# [What you are asked to do]
Return all of the data verbatim, dropping any picture.

--------------------------------------------------

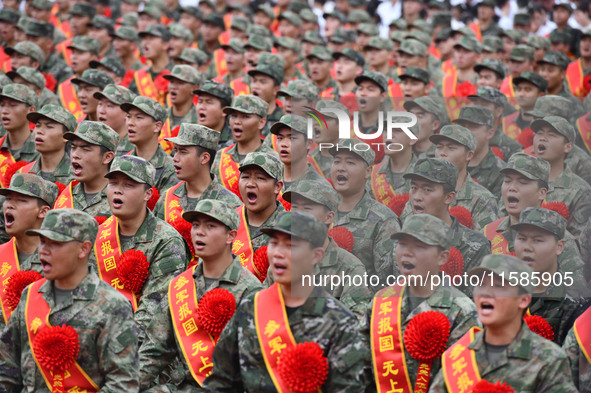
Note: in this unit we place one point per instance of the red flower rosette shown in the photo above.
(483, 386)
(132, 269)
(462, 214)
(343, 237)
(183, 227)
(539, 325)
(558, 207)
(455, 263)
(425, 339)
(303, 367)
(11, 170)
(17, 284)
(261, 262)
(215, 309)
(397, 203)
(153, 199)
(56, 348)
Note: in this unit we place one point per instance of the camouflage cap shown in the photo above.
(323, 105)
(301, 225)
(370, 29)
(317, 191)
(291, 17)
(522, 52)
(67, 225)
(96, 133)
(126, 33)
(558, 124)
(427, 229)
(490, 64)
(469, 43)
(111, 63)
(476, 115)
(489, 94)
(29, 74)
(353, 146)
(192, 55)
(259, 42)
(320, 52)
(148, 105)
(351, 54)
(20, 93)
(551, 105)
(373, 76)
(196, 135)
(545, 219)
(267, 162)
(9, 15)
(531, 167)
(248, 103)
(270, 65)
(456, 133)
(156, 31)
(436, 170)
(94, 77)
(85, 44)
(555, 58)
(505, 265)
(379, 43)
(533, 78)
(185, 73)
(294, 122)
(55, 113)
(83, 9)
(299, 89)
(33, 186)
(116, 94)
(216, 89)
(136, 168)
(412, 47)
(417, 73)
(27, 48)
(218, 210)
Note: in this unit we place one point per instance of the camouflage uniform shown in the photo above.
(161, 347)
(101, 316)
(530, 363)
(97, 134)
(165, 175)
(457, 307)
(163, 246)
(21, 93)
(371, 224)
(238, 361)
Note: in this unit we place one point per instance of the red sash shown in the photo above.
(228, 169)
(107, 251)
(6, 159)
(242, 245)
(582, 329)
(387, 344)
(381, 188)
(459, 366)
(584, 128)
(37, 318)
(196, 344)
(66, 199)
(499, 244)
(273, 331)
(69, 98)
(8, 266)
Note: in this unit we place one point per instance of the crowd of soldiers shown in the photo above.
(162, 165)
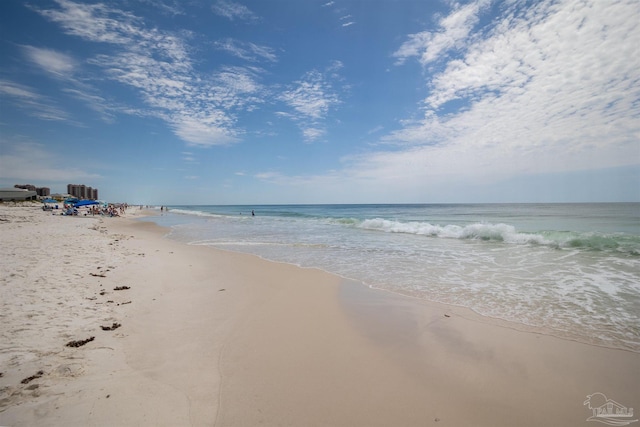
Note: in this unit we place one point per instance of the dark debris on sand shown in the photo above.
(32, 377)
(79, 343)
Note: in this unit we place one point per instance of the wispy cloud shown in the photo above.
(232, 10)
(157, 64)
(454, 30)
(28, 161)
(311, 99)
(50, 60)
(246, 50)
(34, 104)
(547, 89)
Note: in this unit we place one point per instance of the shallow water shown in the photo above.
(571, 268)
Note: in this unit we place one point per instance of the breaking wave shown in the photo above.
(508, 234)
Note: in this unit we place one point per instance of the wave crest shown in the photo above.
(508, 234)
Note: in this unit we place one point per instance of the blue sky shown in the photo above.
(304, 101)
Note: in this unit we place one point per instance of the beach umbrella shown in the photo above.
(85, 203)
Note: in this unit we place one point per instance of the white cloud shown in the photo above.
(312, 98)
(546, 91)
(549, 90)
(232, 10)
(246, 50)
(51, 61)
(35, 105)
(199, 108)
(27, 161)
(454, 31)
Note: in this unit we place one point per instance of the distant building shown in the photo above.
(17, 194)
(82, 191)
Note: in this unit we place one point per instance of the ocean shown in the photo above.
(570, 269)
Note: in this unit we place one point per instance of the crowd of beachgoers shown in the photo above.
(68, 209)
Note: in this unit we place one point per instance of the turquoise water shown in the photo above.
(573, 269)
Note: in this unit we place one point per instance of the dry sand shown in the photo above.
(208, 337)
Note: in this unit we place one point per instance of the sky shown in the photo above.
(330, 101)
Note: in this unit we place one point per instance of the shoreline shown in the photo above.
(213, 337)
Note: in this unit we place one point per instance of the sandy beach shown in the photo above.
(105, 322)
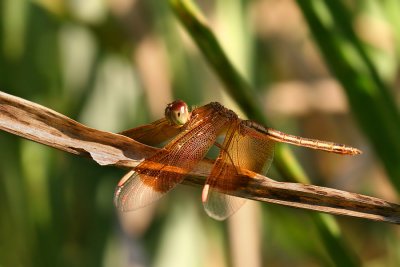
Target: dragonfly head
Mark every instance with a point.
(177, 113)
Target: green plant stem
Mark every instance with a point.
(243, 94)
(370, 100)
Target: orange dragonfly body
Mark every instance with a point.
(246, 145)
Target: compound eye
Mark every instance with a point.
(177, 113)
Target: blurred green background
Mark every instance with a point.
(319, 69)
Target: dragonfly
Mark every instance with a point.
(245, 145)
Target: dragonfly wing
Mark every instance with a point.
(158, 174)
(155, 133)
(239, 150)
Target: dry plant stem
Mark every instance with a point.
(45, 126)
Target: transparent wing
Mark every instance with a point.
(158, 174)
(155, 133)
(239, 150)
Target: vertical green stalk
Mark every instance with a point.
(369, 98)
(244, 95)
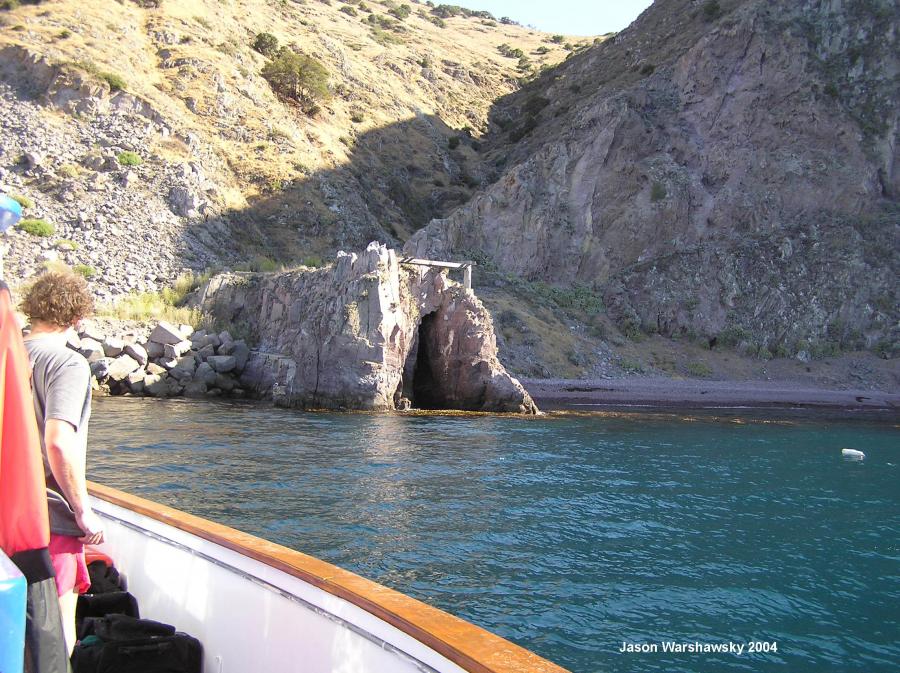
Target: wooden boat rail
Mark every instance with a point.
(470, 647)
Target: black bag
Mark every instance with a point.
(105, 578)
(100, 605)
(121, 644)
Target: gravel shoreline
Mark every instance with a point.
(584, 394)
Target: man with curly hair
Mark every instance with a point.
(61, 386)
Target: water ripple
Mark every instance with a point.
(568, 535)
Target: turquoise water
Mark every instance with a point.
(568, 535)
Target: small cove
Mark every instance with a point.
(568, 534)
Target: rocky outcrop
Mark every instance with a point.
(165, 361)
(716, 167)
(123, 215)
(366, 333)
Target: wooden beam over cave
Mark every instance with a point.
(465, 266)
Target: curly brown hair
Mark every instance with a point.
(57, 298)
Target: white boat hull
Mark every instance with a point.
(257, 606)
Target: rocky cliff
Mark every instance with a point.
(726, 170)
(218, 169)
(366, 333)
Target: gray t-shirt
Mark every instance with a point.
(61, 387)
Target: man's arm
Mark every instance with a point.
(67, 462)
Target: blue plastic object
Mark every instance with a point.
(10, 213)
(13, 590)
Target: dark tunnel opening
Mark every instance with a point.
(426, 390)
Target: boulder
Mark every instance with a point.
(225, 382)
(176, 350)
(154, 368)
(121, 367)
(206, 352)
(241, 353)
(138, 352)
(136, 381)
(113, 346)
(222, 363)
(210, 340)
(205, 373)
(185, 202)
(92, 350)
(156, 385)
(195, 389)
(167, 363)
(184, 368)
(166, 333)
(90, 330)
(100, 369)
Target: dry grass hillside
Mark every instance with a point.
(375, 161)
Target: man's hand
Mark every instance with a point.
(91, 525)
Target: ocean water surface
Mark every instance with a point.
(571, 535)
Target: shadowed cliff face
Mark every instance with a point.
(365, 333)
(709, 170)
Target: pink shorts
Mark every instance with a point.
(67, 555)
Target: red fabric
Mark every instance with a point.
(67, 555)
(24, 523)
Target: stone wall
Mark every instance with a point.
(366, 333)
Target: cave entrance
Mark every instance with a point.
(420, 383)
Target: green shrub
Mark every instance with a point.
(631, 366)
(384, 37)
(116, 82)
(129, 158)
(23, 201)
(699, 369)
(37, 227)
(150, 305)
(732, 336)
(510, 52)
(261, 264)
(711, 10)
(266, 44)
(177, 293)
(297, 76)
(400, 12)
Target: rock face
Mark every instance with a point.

--------------------------------------------------

# [Response area]
Note: in this unit we place one point per instance of the red flower rosette shown in the photo above.
(483, 386)
(132, 269)
(462, 214)
(343, 237)
(183, 227)
(539, 325)
(558, 207)
(455, 263)
(425, 339)
(303, 367)
(11, 170)
(17, 284)
(261, 262)
(215, 309)
(397, 203)
(153, 199)
(56, 348)
Note: in this unit we place one point per instance of the camouflage cap shown in the photo above.
(323, 105)
(301, 225)
(370, 29)
(317, 191)
(291, 17)
(522, 52)
(67, 225)
(96, 133)
(126, 33)
(558, 124)
(427, 229)
(490, 64)
(469, 43)
(111, 63)
(476, 115)
(489, 94)
(29, 74)
(353, 146)
(192, 55)
(259, 42)
(320, 52)
(148, 105)
(351, 54)
(20, 93)
(551, 105)
(373, 76)
(196, 135)
(545, 219)
(267, 162)
(9, 15)
(531, 167)
(248, 103)
(270, 65)
(456, 133)
(156, 31)
(436, 170)
(94, 77)
(85, 44)
(555, 58)
(505, 265)
(379, 43)
(533, 78)
(185, 73)
(294, 122)
(55, 113)
(83, 9)
(299, 89)
(33, 186)
(116, 94)
(216, 89)
(136, 168)
(412, 47)
(417, 73)
(27, 48)
(218, 210)
Note: in this unit we place one point per instance of the camouflage uniform shown in the photo above.
(161, 347)
(101, 316)
(530, 363)
(97, 134)
(165, 175)
(457, 307)
(163, 246)
(21, 93)
(371, 224)
(238, 361)
Note: in this unit we place one point per instance of the red sash shown in the photo above.
(228, 169)
(107, 251)
(6, 159)
(242, 245)
(582, 329)
(387, 344)
(381, 188)
(459, 366)
(584, 128)
(37, 318)
(196, 344)
(66, 199)
(499, 244)
(273, 331)
(69, 98)
(8, 266)
Note: in this unit we place one point per instance of the crowd of soldiers shown in the photo above.
(162, 165)
Note: in this unit we place one point per instance of the dark debris on sand shown in the photo above.
(32, 377)
(79, 343)
Note: in this unit we place one point per instance of the wispy cloud shown in the photo above.
(232, 10)
(157, 64)
(454, 30)
(28, 161)
(311, 99)
(50, 60)
(246, 50)
(34, 104)
(547, 89)
Note: in this unit we place one point per instance of the shallow water shown in the photo above.
(571, 268)
Note: in this unit we place one point per instance of the breaking wave shown in the photo above.
(508, 234)
Note: in this unit we place one point per instance of the wave crest shown in the photo above.
(508, 234)
Note: in this unit we place one point per instance of the blue sky shown in the photo above.
(304, 101)
Note: in this unit we place one point per instance of the beach umbrella shown in the photo above.
(85, 203)
Note: in this unit we place one point per instance of the white cloud shown in the photo above.
(312, 98)
(546, 91)
(549, 90)
(232, 10)
(246, 50)
(51, 61)
(35, 105)
(199, 108)
(27, 161)
(454, 31)
Note: in this unit we place one point per instance of the distant building shown in the photo above.
(17, 194)
(82, 191)
Note: in this unit we place one point per instance of the ocean shown in the photo above.
(570, 269)
Note: in this unit we place one point per instance of the crowd of beachgoers shown in the photo above.
(68, 209)
Note: in this unit we place one point per instance of the turquoise water shown in the photo above.
(573, 269)
Note: in this unit we place one point per instance of the dry sand shown in the photo above.
(208, 337)
Note: in this unit we place one point per instance of the sky shown in the photo above.
(330, 101)
Note: in this unit we place one point per instance of the shoreline shown in the photo above.
(213, 337)
Note: in this unit we place one point per instance of the sandy beach shown in the photo above.
(105, 322)
Target: dragonfly head
Mark every instance with a point.
(177, 113)
Target: green plant stem
Mark every instance with a point.
(243, 94)
(370, 100)
Target: orange dragonfly body
Mark every instance with a point.
(246, 145)
Target: compound eye
Mark every instance with a point.
(177, 113)
Target: blurred green background
Mark every instance with a point.
(319, 69)
Target: dragonfly
Mark every instance with a point.
(245, 145)
Target: dragonfly wing
Mark every instance with a point.
(158, 174)
(155, 133)
(239, 150)
Target: dry plant stem
Mark every instance with a point.
(45, 126)
Target: transparent wing
Mark every instance with a point.
(158, 174)
(155, 133)
(239, 150)
Target: vertical green stalk
Mark every instance with a point.
(369, 98)
(244, 95)
Target: wooden boat rail
Mark every instance with a point.
(470, 647)
Target: black bag
Mark every instance with a point.
(105, 578)
(100, 605)
(121, 644)
Target: gravel shoreline
Mark every instance with a point.
(584, 394)
Target: man with curly hair
Mark every instance with a point.
(61, 386)
Target: water ripple
Mark every instance with a point.
(568, 535)
Target: turquoise water
Mark every instance with a point.
(568, 535)
Target: small cove
Mark every instance with a point.
(568, 534)
Target: rocky outcrop
Mark every instance with a point.
(165, 361)
(716, 167)
(123, 215)
(366, 333)
Target: wooden beam over cave
Mark every instance with a point.
(465, 266)
Target: curly brown hair
Mark every instance with a point.
(57, 298)
Target: white boat hull
Mark every instance with a point.
(257, 606)
Target: rocky cliff
Mark every instance with a point.
(726, 170)
(218, 169)
(366, 333)
Target: gray t-shirt
Mark every instance with a point.
(61, 387)
Target: man's arm
Mark every instance with a point.
(67, 462)
Target: blue plastic object
Mark every instance with a point.
(10, 213)
(13, 590)
Target: dark tunnel opening
Mark every instance with a point.
(426, 390)
Target: boulder
Mark every instance with a point.
(225, 382)
(176, 350)
(154, 368)
(121, 367)
(206, 352)
(241, 353)
(138, 352)
(136, 381)
(113, 346)
(222, 363)
(210, 340)
(205, 373)
(185, 202)
(92, 350)
(156, 385)
(195, 389)
(167, 363)
(184, 368)
(166, 333)
(90, 330)
(100, 369)
Target: dry grass hillside
Mark every instance with a point.
(375, 161)
Target: man's hand
Mark every instance with a point.
(91, 525)
Target: ocean water surface
Mark every instance with a point.
(571, 535)
Target: shadowed cliff face
Mark every instance with a point.
(365, 333)
(709, 170)
Target: pink shorts
Mark every instance with a point.
(67, 555)
Target: red fabric
Mark every instance with a point.
(67, 555)
(24, 523)
Target: stone wall
Mark every instance with a point.
(366, 333)
Target: cave entrance
Mark every instance with a point.
(420, 383)
Target: green shrub
Mark every instance with a point.
(631, 366)
(384, 37)
(116, 82)
(129, 158)
(23, 201)
(699, 369)
(37, 227)
(150, 305)
(732, 336)
(510, 52)
(261, 264)
(711, 10)
(266, 44)
(177, 293)
(297, 76)
(400, 12)
Target: rock face
Mark every instance with a point.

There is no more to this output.